- Passage provided
Interest and research in generative AI models has accelerated in recent months with advancements in natural language processing that lets machines understand and express language, as well as systems that can generate images based on text input. Today, we’re showcasing CM3leon (pronounced like “chameleon”), a single foundation model that does both text-to-image and image-to-text generation.
CM3leon is the first multimodal model trained with a recipe adapted from text-only language models, including a large-scale retrieval-augmented pre-training stage and a second multitask supervised fine-tuning (SFT) stage. This recipe is simple, produces a strong model, and also shows that tokenizer-based transformers can be trained as efficiently as existing generative diffusion-based models. CM3leon achieves state-of-the-art performance for text-to-image generation, despite being trained with five times less compute than previous transformer-based methods. CM3leon has the versatility and effectiveness of autoregressive models, while maintaining low training costs and inference efficiency. It is a causal masked mixed-modal (CM3) model because it can generate sequences of text and images conditioned on arbitrary sequences of other image and text content. This greatly expands the functionality of previous models that were either only text-to-image or only image-to-text.

- Data lines

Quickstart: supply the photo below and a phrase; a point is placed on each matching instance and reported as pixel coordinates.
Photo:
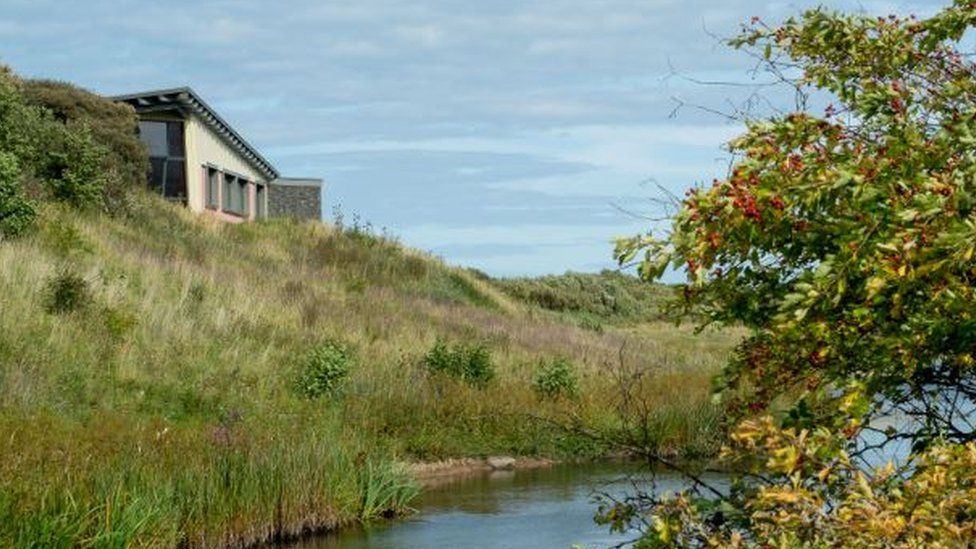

- Objectives
1. Answer these about the CM3leon passage, one answer per line:
(a) How is the name CM3leon pronounced?
(b) How much less compute was CM3leon trained with than previous transformer-based methods?
(c) What are the two stages of its training recipe?
2. Copy everything in the CM3leon passage from "Interest and research" down to "and image-to-text generation.".
3. Keep writing the CM3leon passage from the point where it stops.

- Responses to the exercise
1.
(a) Like "chameleon."
(b) Five times less.
(c) A large-scale retrieval-augmented pre-training stage and a second multitask supervised fine-tuning (SFT) stage.

2.
Interest and research in generative AI models has accelerated in recent months with advancements in natural language processing that lets machines understand and express language, as well as systems that can generate images based on text input. Today, we’re showcasing CM3leon (pronounced like “chameleon”), a single foundation model that does both text-to-image and image-to-text generation.

3.
Although text-only generative models are commonly multitask instruction-tuned on a wide range of different tasks to improve their ability to follow instruction prompts, image generation models are instead typically specialized for particular tasks. We apply large-scale multitask instruction tuning to CM3leon for both image and text generation, and show that it significantly improves performance on tasks such as image caption generation, visual question answering, text-based editing, and conditional image generation. This provides another strong example of how the scaling recipes developed for text-only models generalize directly to our tokenization-based image generation models.
When comparing performance on the most widely used image generation benchmark (zero-shot MS-COCO), CM3Leon achieves an FID (Fréchet Inception Distance) score of 4.88, establishing a new state of the art in text-to-image generation and outperforming Google’s text-to-image model, Parti. This achievement underscores the potential of retrieval augmentation and highlights the impact of scaling strategies on the performance of autoregressive models. CM3Leon also shows an impressive ability to generate complex compositional objects, such as the potted cactus with sunglasses and a hat in the examples below. CM3leon performs well across a variety of vision-language tasks, including visual question answering and long-form captioning. Even with training on a dataset comprised of only three billion text tokens, CM3Leon's zero-shot performance compares favorably against larger models trained on more extensive datasets.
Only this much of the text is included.